§ **Fragmento**

Tanto en las cosas como en nuestra representación de ellas no puede tratarse de presentar este desorden como sustrato del orden, ya que implica las dos especiesde orden y está hecho de su combinación.
Pero nuestra inteligencia va más lejos. Por un simple sic jubeo presenta un desorden que seria una «ausencia de orden». Piensa así una palabra o una yuxtaposición de palabras, pero nada más. Si trata de adecuar a la palabra una idea encontrará que el desorden puede ser muy bien la negación de un orden, pero que esta negación es entonces la constatación implícita de la presencia del orden opuesto, constatación sobre la cual cerramos los ojos, porque no nos interesa, o a la que escapamos negando a la vez el segundo orden, es decir, en el fondo, restableciendo el primero. ¿Cómo hablar, por tanto, de una diversidad incoherente que organizaría un entendimiento? Deberemos decir que se supone esta incoherencia como realizada o realizable; desde el momento que se habla de ella es porque se cree pensar en ella; ahora bien: analizando la idea efectivamente presente, no se encontrará ahí más que la decepción del espíritu ante un orden que no le interesa, o una oscilación del espíritu entre dos especies de orden, o, en fin, la representación pura y simple de la palabra vacía que hemos creado uniendo el prefijo negativo a una palabra que significaba algo. Este análisis es precisamente lo que rehusamos hacer. Lo omitimos, justamente, porque no pensamos en distinguir dos especies de orden irreductibles la una a la otra.

(Registros del conjunto de datos de anotación de puntos)
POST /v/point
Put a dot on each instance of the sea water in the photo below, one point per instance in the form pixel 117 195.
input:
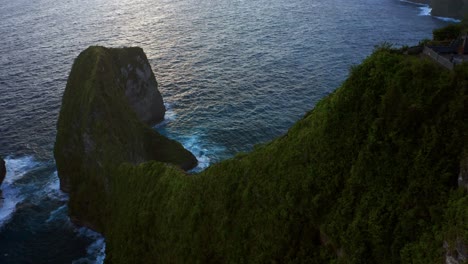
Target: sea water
pixel 233 73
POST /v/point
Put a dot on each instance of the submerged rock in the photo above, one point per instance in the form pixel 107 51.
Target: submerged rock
pixel 110 98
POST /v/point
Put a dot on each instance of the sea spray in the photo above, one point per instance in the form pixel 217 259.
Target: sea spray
pixel 16 169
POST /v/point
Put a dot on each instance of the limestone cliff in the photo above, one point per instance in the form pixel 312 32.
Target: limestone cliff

§ **Objetivos**
1) En el fragmento sobre el desorden, ¿por qué se omite el análisis de la idea?
2) Reproduce del fragmento sobre el desorden el trozo que va desde "Tanto en las" hasta "de su combinación.".

§ **Resultados del ejercicio**
1) Porque no pensamos en distinguir dos especies de orden irreductibles la una a la otra.

2)
Tanto en las cosas como en nuestra representación de ellas no puede tratarse de presentar este desorden como sustrato del orden, ya que implica las dos especiesde orden y está hecho de su combinación.